YOUR INSTRUCTIONS
Give back a single number: the count of lines in the data that contain the string "conical".

--------------------------------

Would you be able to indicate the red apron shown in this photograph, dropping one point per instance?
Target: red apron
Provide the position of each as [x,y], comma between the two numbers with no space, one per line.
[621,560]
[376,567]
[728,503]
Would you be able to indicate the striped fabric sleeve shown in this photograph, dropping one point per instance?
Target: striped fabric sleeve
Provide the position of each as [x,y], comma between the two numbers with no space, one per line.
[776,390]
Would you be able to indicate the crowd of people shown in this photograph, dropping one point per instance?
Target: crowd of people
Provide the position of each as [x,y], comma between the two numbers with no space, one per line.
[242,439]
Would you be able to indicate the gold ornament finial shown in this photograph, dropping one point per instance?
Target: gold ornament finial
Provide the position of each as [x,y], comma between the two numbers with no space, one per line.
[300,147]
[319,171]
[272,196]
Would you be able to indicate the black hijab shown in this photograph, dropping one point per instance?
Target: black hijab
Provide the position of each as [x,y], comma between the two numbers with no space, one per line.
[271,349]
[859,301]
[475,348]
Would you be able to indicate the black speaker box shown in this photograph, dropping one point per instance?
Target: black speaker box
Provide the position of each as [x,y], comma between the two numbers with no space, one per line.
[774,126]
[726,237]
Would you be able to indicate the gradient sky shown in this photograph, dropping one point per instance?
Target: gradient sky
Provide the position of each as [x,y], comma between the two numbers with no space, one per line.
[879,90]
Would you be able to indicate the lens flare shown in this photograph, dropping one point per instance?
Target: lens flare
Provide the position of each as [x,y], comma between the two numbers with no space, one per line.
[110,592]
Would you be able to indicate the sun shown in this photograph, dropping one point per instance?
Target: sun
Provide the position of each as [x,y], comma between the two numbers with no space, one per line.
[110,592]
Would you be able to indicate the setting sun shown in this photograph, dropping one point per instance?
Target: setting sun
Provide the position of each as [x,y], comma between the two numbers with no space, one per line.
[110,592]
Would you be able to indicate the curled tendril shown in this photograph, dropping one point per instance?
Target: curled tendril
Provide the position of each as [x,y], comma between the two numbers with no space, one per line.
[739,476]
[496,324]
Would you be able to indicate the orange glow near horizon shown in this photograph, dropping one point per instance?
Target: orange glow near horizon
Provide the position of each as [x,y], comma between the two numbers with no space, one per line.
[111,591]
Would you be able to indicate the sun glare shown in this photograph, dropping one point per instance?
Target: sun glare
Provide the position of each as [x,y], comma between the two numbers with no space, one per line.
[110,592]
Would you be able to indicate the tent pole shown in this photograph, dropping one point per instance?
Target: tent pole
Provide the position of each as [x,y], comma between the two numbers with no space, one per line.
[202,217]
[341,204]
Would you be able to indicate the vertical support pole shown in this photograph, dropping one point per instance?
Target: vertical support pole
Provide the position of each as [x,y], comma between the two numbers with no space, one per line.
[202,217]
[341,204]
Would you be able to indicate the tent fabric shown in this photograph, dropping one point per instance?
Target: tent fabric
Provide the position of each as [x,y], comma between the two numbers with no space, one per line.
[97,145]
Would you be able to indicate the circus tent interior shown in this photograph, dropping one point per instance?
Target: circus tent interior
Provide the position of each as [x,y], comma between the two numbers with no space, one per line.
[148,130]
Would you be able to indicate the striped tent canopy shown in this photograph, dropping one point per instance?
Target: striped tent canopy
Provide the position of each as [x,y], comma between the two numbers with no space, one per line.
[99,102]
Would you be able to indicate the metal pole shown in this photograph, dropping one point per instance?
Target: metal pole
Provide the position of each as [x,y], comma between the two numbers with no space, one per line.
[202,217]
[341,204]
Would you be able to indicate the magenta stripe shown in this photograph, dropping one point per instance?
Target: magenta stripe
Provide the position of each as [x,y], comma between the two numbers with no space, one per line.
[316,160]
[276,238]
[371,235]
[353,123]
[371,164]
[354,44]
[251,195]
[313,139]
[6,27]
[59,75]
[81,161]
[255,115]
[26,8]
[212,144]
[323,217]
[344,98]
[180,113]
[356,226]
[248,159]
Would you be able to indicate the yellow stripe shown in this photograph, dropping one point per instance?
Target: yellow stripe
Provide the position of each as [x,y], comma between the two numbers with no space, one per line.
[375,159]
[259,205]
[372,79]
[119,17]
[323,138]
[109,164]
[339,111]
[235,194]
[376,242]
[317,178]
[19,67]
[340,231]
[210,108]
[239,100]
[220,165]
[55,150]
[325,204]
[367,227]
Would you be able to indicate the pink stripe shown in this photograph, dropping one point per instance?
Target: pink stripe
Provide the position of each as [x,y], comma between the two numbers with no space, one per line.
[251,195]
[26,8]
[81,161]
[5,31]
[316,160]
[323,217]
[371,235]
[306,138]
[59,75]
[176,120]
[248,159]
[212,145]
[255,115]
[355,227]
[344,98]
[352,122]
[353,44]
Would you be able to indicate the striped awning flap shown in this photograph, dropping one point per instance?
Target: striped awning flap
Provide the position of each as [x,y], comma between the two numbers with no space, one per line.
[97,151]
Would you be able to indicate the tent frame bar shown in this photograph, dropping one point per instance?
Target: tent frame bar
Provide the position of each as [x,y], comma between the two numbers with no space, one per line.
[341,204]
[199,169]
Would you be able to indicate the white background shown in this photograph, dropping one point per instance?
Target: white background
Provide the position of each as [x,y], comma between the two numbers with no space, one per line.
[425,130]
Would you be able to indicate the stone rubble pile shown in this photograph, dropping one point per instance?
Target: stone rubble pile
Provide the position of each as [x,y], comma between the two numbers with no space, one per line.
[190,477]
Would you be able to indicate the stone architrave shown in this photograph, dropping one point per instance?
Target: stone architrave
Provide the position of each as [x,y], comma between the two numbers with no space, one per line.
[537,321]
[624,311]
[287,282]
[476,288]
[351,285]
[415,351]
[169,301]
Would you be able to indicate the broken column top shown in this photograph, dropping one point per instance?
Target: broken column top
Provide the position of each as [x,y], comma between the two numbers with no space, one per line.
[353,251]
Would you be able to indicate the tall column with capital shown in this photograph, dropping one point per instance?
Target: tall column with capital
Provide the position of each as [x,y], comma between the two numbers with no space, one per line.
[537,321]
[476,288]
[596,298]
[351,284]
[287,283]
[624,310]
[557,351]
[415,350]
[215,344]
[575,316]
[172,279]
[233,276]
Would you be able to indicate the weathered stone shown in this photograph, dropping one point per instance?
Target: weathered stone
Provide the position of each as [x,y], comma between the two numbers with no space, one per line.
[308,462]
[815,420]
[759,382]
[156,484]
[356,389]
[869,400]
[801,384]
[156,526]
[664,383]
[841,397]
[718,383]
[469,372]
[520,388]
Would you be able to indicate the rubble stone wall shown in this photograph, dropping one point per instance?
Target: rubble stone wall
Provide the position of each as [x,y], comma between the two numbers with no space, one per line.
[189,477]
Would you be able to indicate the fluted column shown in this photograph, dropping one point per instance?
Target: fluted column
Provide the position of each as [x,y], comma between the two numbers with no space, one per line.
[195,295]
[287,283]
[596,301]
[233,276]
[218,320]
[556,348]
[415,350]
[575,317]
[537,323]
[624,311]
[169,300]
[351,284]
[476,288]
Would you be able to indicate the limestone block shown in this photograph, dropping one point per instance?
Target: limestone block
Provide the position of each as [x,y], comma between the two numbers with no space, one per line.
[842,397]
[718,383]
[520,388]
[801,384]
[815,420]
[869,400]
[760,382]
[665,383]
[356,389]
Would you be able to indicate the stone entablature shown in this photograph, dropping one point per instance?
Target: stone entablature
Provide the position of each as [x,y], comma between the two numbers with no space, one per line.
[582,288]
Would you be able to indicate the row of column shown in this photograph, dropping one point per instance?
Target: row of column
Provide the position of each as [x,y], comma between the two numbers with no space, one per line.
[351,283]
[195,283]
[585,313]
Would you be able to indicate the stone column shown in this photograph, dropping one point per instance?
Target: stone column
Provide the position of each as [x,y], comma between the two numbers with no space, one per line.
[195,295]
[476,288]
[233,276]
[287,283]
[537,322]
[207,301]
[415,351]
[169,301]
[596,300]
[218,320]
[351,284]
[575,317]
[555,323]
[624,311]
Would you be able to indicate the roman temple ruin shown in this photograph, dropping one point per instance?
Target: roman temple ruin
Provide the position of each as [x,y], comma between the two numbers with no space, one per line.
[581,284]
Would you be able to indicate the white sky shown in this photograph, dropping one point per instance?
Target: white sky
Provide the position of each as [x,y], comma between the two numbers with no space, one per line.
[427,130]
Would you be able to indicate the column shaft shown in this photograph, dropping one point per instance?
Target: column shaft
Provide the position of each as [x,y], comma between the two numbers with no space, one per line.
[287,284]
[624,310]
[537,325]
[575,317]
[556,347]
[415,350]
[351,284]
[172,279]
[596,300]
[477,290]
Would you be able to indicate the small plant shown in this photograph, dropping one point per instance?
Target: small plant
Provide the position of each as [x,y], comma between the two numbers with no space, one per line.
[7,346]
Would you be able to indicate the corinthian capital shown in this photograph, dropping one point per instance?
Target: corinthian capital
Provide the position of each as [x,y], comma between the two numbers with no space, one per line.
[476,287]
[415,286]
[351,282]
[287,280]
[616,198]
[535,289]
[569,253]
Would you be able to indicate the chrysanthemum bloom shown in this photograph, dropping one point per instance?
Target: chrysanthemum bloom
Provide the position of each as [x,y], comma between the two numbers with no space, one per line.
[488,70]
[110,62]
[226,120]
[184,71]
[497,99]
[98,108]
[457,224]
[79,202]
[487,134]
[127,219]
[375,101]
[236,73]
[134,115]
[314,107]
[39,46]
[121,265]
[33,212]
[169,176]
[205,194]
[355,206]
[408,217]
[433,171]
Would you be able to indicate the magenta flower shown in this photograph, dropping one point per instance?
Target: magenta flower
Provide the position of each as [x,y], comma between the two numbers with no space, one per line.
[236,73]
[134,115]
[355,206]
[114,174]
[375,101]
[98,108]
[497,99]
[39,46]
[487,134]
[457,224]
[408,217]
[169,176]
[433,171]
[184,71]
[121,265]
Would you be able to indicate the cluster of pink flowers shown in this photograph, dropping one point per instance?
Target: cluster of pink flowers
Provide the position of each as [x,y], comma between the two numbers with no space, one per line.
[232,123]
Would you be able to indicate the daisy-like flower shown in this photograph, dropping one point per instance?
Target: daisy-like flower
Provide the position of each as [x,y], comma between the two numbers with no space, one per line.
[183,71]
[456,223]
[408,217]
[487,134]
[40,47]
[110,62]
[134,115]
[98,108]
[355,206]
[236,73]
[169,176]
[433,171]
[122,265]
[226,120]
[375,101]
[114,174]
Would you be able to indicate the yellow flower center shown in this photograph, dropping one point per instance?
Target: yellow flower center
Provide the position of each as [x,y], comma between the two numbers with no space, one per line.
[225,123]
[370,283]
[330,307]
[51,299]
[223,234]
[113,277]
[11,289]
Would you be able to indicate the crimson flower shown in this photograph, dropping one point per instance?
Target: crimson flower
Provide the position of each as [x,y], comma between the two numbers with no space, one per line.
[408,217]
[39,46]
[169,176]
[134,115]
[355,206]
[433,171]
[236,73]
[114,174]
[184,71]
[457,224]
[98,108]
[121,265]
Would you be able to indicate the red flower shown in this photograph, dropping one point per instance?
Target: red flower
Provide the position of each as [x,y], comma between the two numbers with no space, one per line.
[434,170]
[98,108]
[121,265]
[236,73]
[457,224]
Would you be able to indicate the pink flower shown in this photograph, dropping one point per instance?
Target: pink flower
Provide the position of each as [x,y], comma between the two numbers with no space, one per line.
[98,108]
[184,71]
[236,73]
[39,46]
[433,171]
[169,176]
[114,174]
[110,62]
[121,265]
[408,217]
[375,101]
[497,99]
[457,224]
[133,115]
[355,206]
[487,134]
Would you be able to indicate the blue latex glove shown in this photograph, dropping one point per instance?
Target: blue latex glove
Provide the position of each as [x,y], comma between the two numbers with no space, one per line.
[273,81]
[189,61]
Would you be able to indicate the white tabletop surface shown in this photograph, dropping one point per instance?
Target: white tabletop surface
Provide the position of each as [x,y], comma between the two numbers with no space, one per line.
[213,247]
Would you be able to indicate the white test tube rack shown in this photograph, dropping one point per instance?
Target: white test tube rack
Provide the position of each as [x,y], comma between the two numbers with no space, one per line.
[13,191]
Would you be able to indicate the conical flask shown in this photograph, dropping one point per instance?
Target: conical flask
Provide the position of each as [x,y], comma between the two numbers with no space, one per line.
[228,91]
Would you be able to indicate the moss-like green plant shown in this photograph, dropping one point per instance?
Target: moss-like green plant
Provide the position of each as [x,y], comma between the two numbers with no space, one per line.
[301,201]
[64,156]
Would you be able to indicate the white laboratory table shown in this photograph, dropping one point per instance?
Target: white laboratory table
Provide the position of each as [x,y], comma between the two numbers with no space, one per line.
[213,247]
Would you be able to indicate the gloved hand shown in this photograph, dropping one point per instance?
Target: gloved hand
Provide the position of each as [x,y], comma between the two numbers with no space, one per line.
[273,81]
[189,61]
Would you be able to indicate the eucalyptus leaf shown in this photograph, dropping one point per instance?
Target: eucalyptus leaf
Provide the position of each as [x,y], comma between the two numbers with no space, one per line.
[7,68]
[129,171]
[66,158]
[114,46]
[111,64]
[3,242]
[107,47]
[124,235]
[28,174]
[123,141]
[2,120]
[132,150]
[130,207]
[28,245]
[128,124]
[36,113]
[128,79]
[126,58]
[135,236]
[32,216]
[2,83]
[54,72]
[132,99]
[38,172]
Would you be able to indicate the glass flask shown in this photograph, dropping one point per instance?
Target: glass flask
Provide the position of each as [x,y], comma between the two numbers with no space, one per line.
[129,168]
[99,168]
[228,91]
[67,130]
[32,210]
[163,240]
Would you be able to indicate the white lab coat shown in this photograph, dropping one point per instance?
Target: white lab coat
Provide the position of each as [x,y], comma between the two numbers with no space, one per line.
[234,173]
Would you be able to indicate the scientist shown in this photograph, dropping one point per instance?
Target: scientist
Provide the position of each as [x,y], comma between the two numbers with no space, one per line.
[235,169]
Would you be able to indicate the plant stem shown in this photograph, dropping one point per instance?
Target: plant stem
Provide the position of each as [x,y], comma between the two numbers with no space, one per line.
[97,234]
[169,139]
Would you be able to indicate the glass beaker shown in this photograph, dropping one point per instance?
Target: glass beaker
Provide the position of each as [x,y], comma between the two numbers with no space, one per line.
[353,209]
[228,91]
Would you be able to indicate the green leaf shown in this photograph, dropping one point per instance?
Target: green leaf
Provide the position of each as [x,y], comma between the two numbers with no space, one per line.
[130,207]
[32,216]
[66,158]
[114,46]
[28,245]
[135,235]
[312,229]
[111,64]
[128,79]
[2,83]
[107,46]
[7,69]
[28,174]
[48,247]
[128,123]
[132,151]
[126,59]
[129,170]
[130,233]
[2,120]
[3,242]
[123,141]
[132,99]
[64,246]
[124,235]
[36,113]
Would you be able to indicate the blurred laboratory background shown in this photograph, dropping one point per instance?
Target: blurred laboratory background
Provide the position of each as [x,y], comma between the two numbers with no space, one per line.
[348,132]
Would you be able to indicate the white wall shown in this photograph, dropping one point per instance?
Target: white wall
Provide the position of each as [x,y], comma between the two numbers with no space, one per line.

--------------------------------

WRITTEN RESPONSE
2